- _EXERCISE OBJECTIVE_:
Please rewrite every item below with "pixel coordinates" changed to "image coordinates" and nothing else altered, and leave the pictures out of your version.

* * *

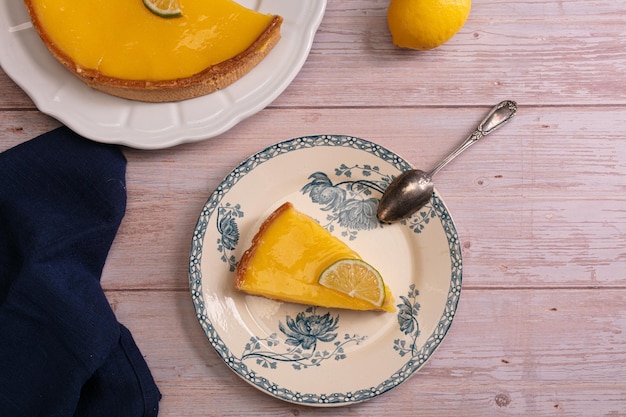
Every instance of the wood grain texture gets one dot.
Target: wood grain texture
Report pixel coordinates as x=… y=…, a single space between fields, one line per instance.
x=539 y=207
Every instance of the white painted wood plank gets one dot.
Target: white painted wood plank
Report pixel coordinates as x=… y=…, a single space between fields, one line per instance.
x=509 y=352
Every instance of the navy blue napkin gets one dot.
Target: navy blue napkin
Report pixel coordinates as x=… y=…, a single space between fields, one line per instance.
x=62 y=350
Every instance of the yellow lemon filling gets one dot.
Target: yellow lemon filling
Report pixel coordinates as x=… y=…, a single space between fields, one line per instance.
x=287 y=257
x=123 y=39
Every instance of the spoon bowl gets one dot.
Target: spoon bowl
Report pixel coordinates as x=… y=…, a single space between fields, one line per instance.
x=411 y=190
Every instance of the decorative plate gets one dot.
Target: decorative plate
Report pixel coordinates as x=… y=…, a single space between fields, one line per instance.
x=316 y=356
x=104 y=118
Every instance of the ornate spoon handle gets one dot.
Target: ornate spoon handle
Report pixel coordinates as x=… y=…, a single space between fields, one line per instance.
x=497 y=117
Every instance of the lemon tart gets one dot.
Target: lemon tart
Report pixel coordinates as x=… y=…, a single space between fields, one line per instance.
x=123 y=49
x=289 y=254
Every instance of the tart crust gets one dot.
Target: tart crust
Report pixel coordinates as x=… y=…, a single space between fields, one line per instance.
x=205 y=82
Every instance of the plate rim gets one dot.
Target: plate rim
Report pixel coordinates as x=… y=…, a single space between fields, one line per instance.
x=264 y=384
x=176 y=133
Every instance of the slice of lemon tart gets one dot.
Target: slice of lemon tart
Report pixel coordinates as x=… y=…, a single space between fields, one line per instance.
x=123 y=48
x=294 y=259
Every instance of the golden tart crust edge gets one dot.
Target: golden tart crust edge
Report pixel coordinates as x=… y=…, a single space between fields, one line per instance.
x=205 y=82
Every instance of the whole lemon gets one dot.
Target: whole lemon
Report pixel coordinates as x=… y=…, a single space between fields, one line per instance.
x=426 y=24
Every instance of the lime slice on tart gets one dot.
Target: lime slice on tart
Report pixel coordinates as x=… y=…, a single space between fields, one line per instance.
x=355 y=278
x=164 y=8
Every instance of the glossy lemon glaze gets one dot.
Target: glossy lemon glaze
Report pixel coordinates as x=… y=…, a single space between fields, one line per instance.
x=123 y=39
x=289 y=258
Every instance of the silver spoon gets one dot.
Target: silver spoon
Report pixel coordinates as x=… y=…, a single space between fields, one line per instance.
x=412 y=189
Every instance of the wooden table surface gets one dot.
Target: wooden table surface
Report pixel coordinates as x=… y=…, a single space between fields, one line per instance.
x=540 y=208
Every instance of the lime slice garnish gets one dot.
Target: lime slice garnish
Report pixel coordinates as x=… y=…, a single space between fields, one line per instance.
x=355 y=278
x=164 y=8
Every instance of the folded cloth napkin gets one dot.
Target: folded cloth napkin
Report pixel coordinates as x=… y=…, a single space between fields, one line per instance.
x=62 y=351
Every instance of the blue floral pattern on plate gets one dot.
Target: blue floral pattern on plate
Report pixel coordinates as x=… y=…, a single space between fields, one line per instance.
x=307 y=338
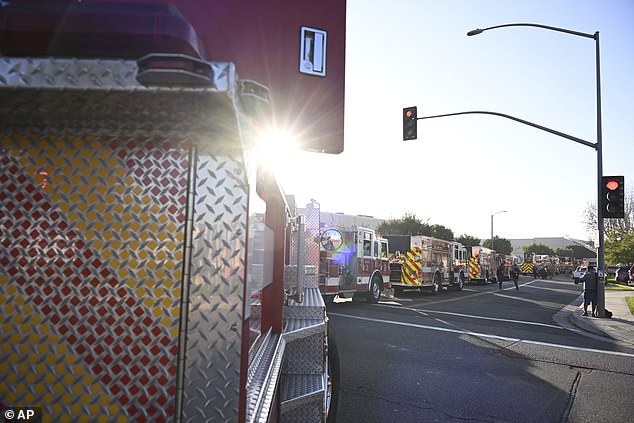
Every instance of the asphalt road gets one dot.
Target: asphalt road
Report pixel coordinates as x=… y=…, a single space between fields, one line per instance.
x=479 y=355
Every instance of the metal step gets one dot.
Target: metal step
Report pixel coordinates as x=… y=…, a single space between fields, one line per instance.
x=301 y=328
x=262 y=378
x=312 y=307
x=300 y=390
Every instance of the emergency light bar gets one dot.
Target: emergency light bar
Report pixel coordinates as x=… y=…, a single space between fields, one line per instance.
x=123 y=30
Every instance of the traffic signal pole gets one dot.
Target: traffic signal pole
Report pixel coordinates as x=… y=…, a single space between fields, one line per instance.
x=598 y=146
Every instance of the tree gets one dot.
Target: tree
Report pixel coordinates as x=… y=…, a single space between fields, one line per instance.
x=540 y=249
x=409 y=224
x=442 y=232
x=620 y=249
x=502 y=245
x=468 y=241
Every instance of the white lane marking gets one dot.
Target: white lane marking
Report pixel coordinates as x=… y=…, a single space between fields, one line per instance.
x=471 y=316
x=528 y=300
x=484 y=335
x=497 y=319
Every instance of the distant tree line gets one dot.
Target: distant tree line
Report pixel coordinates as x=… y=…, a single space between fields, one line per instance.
x=410 y=224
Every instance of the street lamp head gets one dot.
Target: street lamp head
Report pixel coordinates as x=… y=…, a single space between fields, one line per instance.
x=475 y=32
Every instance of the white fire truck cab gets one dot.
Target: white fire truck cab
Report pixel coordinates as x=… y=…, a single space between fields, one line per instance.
x=426 y=263
x=482 y=265
x=354 y=262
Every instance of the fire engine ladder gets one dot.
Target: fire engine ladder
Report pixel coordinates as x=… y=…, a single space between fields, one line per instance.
x=304 y=380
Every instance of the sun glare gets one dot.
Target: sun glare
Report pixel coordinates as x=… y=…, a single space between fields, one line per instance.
x=277 y=150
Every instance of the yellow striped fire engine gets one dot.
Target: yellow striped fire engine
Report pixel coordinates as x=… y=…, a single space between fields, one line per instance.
x=424 y=262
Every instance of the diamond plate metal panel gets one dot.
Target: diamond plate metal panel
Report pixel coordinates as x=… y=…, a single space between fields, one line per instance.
x=90 y=272
x=212 y=373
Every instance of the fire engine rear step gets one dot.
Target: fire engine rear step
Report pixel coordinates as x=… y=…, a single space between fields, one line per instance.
x=303 y=376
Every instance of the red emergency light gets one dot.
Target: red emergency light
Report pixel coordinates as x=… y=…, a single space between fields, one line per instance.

* * *

- _ANSWER TO THE PROBLEM_:
Every instance of the wood grain texture gets one dot.
Target: wood grain texture
Report image coordinates as x=… y=…, a single space between fields, one line per instance.
x=539 y=207
Every instance of the white painted wood plank gets one dot.
Target: white painted wood plank
Report image coordinates as x=… y=…, a single space between fields, one line per instance.
x=509 y=352
Every instance of the navy blue napkin gets one dot.
Target: navy blue napkin
Report image coordinates as x=… y=…, a single space between fields, one line per instance.
x=62 y=350
Every instance of the yellow lemon filling gets one dot.
Target: yellow lemon filling
Report image coordinates as x=… y=…, a single space between fields, one line per instance.
x=287 y=257
x=123 y=39
Every instance of the spoon bowl gets one dot.
Target: spoon bowl
Report image coordinates as x=… y=…, a single space between fields, one line per instance.
x=411 y=190
Every instance of the decorative plate gets one dot.
Target: decorative plate
Report image coordinates as x=… y=…, a single space between fields, one line per instance.
x=316 y=356
x=104 y=118
Every instance of the ornate spoon handle gets one dot.
Target: ornate spoon handle
Report image coordinates as x=… y=…, a single space between fields, one line per instance.
x=497 y=117
Every instance of the lemon tart gets one dot.
Target: lemon tart
Report image coordinates as x=… y=…, a single space between fields, one line per instance.
x=123 y=49
x=289 y=254
Every instance of the tart crust gets one dot.
Target: tart crust
Report image coordinates as x=… y=…, a single space between fields, one line per instance.
x=205 y=82
Every instance of the plate rim gets one dot.
Target: plate rim
Report image coordinates as x=… y=…, a single space between fields, one line per instance.
x=264 y=384
x=176 y=133
Every instance of the slice of lemon tart gets one dot.
Target: slice of lemon tart
Report image coordinates as x=… y=…, a single space between fields, one line per instance.
x=123 y=48
x=294 y=259
Every instance of the golden tart crust edge gets one dot.
Target: golden tart crust edge
Report image coordinates as x=… y=…, a single space between fields, one line per instance.
x=205 y=82
Every instance of the whole lemon gets one dot.
Target: whole lemon
Report image coordinates as x=… y=…, a single space between fields, one line per instance.
x=426 y=24
Every instance of the lime slice on tart gets one dot.
Target: lime slice on tart
Report image coordinates as x=… y=…, a single space between fields, one line per instance.
x=355 y=278
x=164 y=8
Every instance of the glossy lemon glaze gets one dot.
Target: glossy lemon glaze
Report image coordinates as x=… y=…, a single space between fields, one line per instance.
x=123 y=39
x=289 y=258
Every instance of the silver spoon gets one dot.
Target: silver spoon
Report image coordinates as x=… y=…, a single space between fields, one line per instance.
x=412 y=189
Every instance of the wooden table surface gets one dot.
Target: wooden table surface
Report image coordinates as x=… y=…, a single space between fields, one line per instance.
x=540 y=208
Every instance of the lime slice garnish gets one dot.
Target: lime slice garnish
Report image coordinates as x=… y=…, a single space between fields, one line per instance.
x=355 y=278
x=164 y=8
Every instance of the folded cloth napkin gets one dot.
Target: folded cloth napkin
Report image coordinates as x=… y=…, a single space between fields, one line per instance.
x=62 y=351
Every instance of the blue floral pattern on plate gets one dot.
Target: blue floral pattern on plate
Report image coordinates as x=… y=…, a single space between fields, one line per instance.
x=307 y=338
Every instance of the asphalt road gets one dot.
Target: asphalt road
Report image coordinates as x=… y=…, a single space between fields, one line per instance.
x=479 y=355
Every instance of the metal step gets one dot.
Target: metal step
Report image coordinates as x=… y=…, a single space between fields, one line per instance.
x=301 y=328
x=262 y=378
x=312 y=307
x=300 y=390
Every instance of the emergency light bar gets one dot.
Target: emergency light bar
Report image coordinates as x=… y=…, a single space between fields, one line per instance.
x=123 y=30
Every instance of the traffic signal pole gets one dot.
Target: traffic signal pole
Report image coordinates as x=… y=…, a single space between fields, one line per instance.
x=598 y=146
Every instance of the tree gets one dot.
Target: tree
Report image coordinates as x=… y=…, a single space between fields, one line per instance.
x=540 y=249
x=409 y=224
x=442 y=232
x=620 y=249
x=502 y=245
x=468 y=241
Every instance of the white lane marking gets one dot.
Target: white lane marking
Report image coordinates as x=… y=…, a single space between fields, one line per instance.
x=471 y=316
x=528 y=300
x=484 y=335
x=497 y=319
Every instance of the distant tree line gets one dot.
Target: distant tree line
Report image coordinates as x=… y=…, a single space between fields, one line per instance.
x=410 y=224
Every instance of the street lamp head gets one dot.
Target: street lamp head
Report image coordinates as x=… y=…, a single space between fields, one line per instance.
x=475 y=32
Every instance of the white fire truck cab gets one dot.
Target: white fire truck cab
Report image coordinates as x=… y=…, a single space between fields, one line per instance.
x=426 y=263
x=482 y=265
x=354 y=262
Every instance of the fire engine ladder gets one dot.
Target: fire engine ladder
Report image coordinates as x=… y=…, a single space between fields, one line per instance.
x=304 y=380
Every instance of the sun glare gets one dot.
Target: sun glare
Report image coordinates as x=… y=…, a single space between fields, one line per instance.
x=277 y=150
Every instance of the yellow striped fire engine gets one dot.
Target: yellow striped fire engine
Report image coordinates as x=… y=…, a single space between fields, one line per instance.
x=424 y=262
Every instance of the diamond plate metal panel gets one dot.
Target: diamond plate metal panel
Report image coordinates as x=… y=…, a single space between fields, one line per instance.
x=90 y=272
x=212 y=373
Every instance of the fire engine rear step gets one dot.
Target: fire engine rear step
Report image coordinates as x=… y=…, a single space between fields, one line per instance.
x=303 y=376
Every instance of the red emergency light gets one dot.
Target: red emergency light
Report image coordinates as x=… y=…, a single space between fields, one line per instance.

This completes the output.